## begin Data

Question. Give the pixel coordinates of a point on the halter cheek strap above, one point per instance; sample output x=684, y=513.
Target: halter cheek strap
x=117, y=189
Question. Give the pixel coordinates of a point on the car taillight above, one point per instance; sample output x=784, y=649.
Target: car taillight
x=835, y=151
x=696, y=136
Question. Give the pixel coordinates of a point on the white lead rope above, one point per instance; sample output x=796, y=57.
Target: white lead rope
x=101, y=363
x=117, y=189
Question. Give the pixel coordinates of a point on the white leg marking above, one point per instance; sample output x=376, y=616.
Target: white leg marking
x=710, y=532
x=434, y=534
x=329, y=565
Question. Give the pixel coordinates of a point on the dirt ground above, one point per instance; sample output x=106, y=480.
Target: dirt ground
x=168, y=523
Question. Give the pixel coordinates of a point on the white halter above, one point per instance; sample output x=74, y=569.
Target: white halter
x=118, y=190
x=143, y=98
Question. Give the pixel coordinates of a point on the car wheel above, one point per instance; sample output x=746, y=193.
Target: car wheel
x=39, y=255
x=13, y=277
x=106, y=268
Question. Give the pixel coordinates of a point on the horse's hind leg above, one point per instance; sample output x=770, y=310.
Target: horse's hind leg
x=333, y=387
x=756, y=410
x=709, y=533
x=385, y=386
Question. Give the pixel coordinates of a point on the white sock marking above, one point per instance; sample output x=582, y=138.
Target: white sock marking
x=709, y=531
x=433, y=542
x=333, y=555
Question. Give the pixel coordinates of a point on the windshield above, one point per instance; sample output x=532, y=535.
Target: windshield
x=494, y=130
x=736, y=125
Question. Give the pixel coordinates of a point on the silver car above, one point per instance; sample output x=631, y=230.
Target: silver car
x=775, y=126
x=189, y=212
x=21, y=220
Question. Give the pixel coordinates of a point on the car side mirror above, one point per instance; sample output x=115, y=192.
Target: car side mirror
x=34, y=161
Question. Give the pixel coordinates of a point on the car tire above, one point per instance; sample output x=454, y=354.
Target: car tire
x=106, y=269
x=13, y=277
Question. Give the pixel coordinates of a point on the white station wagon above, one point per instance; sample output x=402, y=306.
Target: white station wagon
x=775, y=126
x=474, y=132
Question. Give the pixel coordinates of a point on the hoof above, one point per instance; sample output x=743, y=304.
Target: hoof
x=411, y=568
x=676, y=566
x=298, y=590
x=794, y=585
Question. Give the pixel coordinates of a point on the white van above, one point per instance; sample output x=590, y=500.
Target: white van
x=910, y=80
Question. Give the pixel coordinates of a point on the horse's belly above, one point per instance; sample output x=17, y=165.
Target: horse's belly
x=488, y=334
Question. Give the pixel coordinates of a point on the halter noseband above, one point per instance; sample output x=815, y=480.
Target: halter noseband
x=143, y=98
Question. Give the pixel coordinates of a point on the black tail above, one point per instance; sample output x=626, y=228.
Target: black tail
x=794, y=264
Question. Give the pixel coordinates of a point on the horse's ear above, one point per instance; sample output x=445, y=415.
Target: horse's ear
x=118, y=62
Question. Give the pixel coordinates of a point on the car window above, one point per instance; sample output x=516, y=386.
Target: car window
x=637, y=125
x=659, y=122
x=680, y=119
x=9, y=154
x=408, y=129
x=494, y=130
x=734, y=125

## end Data

» **Request**:
Output every line of the entries above without any change.

» **Written answer**:
Question. Give the pixel coordinates of a point on the halter cheek strap above, one point per instance; sample output x=684, y=513.
Target: halter cheek strap
x=117, y=189
Question. Give the pixel coordinates of a point on the car taillight above, one point per instance; sample output x=784, y=649.
Target: car taillight
x=835, y=151
x=696, y=136
Question. Give the pixel coordinates of a point on the white lead rope above, one point per instance; sample output x=796, y=57.
Target: white lead rope
x=101, y=363
x=117, y=189
Question. Give the pixel coordinates of a point on the white leg marking above, one point per instance; sample output x=376, y=616.
Target: white leg marking
x=710, y=532
x=434, y=534
x=329, y=565
Question. Give the pixel coordinates of a point on the dirt ground above, one point per instance; sample output x=106, y=480.
Target: dirt ground
x=168, y=523
Question. Give the pixel coordinates of a point on the white halter above, one point per instance; sample output x=74, y=569.
Target: white halter
x=118, y=190
x=143, y=98
Question. Give the pixel coordinates of a point on the car wheel above, one point per instance; sample output x=746, y=193.
Target: car wheel
x=39, y=255
x=13, y=277
x=106, y=268
Question. Give the pixel coordinates of a point on the horse's hind leg above, one point per instance; sample output x=770, y=310.
Target: horse's hind leg
x=333, y=387
x=756, y=410
x=709, y=533
x=385, y=386
Question. Give the pixel coordinates of a point on the white sock marking above, one point per instance; sample output x=582, y=138.
Target: white sock marking
x=709, y=531
x=433, y=542
x=333, y=555
Question. Give the pixel coordinates of a point on the windshield above, one point per instance; sample output x=532, y=535.
Target: windshield
x=494, y=130
x=736, y=125
Question. Give the pixel coordinates of a point on the silver car above, one point per instance; sample output x=631, y=230.
Target: silver car
x=775, y=126
x=189, y=212
x=21, y=220
Question. Give the pixel coordinates of a point on the car side mirror above, one point per instance; sample output x=115, y=192.
Target: car side mirror
x=34, y=161
Question. Give the pixel coordinates of a point on the car tire above, one point per instance; sample output x=454, y=354.
Target: car tire
x=106, y=269
x=13, y=277
Question. Give the pixel coordinates of a point on the white station wagon above, one point per instance; sample output x=402, y=306.
Target: white station wagon
x=775, y=126
x=474, y=132
Question. Give the pixel coordinates of a point on the hoof above, one point per instance; sample output x=743, y=304.
Target: hoof
x=411, y=568
x=676, y=566
x=298, y=590
x=794, y=585
Question. Give the pixel coordinates of a point on the white van above, one point per instance; sample output x=590, y=500.
Target: white van
x=910, y=80
Question. Give the pixel coordinates of a point on the horse's belly above, one point per instance; sample output x=17, y=165.
Target: horse's belly
x=488, y=334
Question. Give the pixel coordinates of a point on the halter noseband above, one point per instance; sample output x=815, y=480.
Target: halter noseband
x=143, y=98
Question. Give the pixel coordinates of a point on the black tail above, one point per instance; sample output x=626, y=228.
Target: black tail
x=794, y=264
Question. Give the pixel coordinates of a point on the horse's ear above, one point per instance; sample output x=445, y=415.
Target: horse's ear
x=118, y=62
Question. Give the pixel coordinates of a point on the car window above, one point per instance; sample output x=516, y=386.
Target: car window
x=637, y=125
x=659, y=122
x=680, y=119
x=9, y=154
x=408, y=129
x=494, y=130
x=734, y=125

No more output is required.